= Beginning of Section =

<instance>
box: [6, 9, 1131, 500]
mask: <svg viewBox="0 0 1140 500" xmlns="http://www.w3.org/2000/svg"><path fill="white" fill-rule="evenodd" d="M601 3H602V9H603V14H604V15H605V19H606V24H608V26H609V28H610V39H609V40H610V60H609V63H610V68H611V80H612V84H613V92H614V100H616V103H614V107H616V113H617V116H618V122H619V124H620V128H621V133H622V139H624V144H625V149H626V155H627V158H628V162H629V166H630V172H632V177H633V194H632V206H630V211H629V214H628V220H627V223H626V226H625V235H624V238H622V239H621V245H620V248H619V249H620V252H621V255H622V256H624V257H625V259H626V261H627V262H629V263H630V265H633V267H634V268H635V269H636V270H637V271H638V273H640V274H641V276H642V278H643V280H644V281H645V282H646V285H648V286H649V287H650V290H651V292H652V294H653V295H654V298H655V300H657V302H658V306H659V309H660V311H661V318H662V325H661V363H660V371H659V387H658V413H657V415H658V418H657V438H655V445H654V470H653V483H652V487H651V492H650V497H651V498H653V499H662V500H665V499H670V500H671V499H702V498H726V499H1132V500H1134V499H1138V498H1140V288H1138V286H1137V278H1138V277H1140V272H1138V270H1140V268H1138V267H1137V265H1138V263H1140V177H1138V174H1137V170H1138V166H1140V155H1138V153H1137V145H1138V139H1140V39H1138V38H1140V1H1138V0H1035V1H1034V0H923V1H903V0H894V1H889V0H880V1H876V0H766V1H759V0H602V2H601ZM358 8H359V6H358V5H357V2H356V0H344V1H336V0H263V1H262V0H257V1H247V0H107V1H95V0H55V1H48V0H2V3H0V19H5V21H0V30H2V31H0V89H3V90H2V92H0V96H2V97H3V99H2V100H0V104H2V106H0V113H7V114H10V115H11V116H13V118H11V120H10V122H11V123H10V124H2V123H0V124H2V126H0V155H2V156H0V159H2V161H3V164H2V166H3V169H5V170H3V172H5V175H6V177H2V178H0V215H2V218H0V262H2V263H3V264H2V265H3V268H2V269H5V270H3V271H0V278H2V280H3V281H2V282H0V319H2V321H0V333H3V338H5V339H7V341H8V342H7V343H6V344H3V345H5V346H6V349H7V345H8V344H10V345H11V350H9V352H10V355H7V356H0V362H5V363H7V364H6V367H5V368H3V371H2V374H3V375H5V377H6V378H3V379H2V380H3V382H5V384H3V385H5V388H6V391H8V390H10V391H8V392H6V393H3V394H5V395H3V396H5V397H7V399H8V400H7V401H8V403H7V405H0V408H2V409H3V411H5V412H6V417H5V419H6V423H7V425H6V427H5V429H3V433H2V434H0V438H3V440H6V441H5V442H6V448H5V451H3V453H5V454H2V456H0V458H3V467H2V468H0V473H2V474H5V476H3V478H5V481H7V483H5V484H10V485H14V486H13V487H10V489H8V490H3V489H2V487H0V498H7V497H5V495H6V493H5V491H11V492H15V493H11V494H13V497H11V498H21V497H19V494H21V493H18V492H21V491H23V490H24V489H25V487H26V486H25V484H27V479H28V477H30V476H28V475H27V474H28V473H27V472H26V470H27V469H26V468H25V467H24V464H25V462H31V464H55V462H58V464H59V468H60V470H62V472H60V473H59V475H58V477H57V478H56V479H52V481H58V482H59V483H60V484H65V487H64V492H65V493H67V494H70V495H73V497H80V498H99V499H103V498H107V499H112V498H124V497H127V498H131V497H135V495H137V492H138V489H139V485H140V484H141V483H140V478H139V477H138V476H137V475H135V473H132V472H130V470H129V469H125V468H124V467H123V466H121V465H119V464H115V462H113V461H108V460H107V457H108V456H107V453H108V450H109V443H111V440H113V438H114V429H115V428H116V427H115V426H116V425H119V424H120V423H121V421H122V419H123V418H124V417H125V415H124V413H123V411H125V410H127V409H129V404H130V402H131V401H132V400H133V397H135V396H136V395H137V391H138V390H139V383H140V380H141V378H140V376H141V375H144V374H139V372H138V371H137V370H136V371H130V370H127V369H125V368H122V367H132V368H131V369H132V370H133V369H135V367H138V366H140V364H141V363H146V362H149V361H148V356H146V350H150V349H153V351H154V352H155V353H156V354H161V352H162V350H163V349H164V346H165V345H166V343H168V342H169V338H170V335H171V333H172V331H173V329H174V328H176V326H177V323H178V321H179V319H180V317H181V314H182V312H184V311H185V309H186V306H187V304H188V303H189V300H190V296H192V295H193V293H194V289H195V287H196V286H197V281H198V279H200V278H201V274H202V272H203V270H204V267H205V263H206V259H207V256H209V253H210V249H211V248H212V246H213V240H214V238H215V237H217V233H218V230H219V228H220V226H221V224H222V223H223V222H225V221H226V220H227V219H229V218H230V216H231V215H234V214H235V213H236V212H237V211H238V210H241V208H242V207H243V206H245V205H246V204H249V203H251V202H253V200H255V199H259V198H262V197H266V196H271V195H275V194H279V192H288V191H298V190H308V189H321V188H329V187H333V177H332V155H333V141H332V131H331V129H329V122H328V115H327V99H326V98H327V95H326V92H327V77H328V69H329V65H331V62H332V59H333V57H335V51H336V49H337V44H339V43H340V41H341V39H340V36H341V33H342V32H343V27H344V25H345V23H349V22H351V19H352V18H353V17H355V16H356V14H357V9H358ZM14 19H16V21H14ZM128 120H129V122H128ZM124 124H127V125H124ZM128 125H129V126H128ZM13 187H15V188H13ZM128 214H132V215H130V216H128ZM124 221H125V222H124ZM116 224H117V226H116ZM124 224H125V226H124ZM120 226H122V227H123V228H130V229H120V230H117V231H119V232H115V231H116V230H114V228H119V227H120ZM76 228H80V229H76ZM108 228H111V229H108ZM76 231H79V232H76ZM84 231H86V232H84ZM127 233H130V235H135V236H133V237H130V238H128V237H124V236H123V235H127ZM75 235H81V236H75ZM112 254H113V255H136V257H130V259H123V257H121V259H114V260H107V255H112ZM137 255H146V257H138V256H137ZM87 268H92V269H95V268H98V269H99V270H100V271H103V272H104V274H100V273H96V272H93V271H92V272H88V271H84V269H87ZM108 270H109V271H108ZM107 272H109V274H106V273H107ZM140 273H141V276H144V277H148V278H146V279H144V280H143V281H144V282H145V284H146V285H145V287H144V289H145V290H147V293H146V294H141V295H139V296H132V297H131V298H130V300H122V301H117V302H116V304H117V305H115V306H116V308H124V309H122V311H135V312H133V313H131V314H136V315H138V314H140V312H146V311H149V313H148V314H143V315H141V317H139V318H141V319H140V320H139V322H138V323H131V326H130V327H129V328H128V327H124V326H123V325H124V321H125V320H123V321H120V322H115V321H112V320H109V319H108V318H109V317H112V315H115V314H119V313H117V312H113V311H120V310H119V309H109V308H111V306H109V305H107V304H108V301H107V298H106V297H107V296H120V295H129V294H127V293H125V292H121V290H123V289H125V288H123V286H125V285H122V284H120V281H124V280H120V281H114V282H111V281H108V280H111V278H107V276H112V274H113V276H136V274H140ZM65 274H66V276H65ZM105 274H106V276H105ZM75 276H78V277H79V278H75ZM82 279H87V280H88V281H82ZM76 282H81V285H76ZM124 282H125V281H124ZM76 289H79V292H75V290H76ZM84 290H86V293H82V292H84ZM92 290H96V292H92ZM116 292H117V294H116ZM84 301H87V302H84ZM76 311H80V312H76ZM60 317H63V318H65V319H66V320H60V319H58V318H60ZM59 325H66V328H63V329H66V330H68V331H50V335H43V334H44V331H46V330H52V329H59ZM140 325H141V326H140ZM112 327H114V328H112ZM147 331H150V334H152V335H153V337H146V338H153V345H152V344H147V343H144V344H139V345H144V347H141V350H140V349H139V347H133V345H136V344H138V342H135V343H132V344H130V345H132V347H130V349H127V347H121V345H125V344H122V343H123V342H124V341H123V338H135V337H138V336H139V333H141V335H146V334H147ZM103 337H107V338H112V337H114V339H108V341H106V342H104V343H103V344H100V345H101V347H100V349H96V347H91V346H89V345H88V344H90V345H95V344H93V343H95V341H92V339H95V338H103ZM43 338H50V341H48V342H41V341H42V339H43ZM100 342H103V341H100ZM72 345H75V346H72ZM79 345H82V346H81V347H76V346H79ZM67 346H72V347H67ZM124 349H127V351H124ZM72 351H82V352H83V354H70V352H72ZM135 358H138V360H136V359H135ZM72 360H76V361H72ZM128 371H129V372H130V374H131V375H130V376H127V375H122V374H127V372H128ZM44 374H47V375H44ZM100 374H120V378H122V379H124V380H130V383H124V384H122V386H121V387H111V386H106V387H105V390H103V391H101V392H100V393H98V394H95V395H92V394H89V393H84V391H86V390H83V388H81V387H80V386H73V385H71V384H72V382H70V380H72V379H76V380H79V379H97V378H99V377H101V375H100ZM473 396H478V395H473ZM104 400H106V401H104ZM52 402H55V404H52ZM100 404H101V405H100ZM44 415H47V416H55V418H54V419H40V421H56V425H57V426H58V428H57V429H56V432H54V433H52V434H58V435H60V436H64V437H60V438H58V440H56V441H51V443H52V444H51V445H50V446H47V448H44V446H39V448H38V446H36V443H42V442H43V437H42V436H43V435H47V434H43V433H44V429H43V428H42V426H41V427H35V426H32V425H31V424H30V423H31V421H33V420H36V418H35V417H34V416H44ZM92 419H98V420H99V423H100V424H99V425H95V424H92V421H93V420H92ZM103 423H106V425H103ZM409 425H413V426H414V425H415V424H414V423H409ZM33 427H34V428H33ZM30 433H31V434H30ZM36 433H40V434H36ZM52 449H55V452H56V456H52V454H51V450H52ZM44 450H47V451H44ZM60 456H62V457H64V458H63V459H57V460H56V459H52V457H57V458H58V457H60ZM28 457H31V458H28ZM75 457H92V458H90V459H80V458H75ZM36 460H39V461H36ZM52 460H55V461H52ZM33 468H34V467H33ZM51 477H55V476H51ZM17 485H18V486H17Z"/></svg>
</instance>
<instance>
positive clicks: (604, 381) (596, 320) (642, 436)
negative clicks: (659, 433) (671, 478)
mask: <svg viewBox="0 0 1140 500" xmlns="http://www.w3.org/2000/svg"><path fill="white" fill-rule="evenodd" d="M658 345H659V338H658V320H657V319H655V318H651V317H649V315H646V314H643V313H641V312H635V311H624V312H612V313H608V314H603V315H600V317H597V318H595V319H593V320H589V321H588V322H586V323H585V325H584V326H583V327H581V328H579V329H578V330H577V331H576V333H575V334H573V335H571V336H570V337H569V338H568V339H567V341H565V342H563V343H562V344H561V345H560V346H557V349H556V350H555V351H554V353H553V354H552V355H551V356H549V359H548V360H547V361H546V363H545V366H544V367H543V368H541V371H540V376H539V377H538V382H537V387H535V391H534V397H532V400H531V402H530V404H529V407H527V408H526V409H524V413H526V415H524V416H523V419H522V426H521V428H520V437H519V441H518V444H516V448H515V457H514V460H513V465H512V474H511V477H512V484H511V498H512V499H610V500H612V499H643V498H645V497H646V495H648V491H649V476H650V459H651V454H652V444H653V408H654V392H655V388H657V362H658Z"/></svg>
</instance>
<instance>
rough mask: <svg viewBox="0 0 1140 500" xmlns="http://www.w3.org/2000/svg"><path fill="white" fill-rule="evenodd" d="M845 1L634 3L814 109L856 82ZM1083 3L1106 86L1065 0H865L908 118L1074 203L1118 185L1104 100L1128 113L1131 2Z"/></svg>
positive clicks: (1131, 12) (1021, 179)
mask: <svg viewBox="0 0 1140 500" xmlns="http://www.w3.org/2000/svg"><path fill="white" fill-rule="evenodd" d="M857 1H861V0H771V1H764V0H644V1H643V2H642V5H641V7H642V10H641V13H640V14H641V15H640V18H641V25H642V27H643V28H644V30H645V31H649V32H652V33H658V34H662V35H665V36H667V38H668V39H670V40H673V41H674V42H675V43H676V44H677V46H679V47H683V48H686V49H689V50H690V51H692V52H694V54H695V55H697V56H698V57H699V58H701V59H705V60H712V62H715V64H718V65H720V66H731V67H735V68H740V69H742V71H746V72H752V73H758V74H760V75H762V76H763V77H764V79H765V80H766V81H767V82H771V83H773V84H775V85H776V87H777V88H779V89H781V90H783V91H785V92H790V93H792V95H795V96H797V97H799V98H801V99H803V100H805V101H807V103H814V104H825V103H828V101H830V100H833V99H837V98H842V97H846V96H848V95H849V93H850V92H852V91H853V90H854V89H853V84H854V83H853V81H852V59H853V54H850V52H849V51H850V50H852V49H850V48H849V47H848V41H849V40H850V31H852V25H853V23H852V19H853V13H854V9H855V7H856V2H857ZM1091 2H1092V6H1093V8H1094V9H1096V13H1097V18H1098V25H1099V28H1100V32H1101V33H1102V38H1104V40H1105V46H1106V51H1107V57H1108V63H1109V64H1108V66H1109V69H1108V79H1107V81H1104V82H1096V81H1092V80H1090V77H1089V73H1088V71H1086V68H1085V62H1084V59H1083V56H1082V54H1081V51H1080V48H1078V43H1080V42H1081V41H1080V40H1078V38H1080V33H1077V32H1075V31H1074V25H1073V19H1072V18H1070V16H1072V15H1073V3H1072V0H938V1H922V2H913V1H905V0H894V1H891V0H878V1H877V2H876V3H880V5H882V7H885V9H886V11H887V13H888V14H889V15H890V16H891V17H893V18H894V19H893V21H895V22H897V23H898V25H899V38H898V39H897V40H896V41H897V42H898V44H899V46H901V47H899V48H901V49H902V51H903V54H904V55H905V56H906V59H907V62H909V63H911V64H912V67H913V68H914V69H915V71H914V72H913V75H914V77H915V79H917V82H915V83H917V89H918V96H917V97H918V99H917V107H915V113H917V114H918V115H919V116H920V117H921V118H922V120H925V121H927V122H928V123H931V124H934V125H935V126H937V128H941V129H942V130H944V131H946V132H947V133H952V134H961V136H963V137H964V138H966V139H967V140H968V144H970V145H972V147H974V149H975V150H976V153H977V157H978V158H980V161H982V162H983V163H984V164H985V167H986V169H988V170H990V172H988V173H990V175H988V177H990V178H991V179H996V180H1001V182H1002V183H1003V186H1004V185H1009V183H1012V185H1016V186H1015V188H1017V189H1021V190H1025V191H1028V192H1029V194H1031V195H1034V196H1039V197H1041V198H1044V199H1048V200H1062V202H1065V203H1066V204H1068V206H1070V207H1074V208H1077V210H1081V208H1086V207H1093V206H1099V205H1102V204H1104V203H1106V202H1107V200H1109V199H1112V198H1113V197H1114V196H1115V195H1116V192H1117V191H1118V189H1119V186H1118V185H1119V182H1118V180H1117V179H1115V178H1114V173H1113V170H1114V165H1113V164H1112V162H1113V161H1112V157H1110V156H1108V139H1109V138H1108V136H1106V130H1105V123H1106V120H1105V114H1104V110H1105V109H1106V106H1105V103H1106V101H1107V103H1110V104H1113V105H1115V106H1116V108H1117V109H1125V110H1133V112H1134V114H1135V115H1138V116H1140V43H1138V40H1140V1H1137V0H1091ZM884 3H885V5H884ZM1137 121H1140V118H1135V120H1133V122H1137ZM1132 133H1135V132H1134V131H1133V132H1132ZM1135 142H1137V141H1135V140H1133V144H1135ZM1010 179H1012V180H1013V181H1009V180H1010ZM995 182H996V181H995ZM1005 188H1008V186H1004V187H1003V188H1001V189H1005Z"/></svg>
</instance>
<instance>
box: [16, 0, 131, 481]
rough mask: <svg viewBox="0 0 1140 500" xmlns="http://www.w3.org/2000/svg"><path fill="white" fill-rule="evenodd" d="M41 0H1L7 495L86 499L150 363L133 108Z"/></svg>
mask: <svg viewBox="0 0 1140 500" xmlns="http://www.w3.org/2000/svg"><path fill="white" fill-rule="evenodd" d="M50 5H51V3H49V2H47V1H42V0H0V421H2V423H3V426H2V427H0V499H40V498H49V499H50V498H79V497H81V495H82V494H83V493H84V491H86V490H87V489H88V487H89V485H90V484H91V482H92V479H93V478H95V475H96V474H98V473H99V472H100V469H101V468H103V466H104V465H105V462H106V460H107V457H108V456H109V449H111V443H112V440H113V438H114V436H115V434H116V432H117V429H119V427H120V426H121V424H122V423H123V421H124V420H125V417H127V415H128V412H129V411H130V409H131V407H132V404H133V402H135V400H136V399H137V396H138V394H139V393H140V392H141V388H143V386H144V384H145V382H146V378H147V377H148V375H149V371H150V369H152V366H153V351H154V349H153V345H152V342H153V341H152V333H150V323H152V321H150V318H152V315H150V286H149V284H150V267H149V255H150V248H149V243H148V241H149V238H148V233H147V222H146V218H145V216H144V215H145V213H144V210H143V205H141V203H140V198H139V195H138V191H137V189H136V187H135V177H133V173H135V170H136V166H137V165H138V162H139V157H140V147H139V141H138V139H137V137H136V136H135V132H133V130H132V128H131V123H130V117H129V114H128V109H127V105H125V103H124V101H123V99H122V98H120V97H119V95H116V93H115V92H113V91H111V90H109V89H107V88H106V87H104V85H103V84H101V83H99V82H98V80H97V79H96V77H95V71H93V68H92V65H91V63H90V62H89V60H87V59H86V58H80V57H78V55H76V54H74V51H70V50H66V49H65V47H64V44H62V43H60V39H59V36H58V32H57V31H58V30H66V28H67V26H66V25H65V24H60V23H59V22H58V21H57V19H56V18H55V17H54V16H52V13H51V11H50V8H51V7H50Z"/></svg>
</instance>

= End of Section =

[REQUEST] Please report every line of the records above that contains the word "positive", copying each line in full.

[ANSWER TO THIS EXERCISE]
positive clicks: (604, 381) (596, 320) (642, 436)
positive clicks: (1131, 12) (1021, 179)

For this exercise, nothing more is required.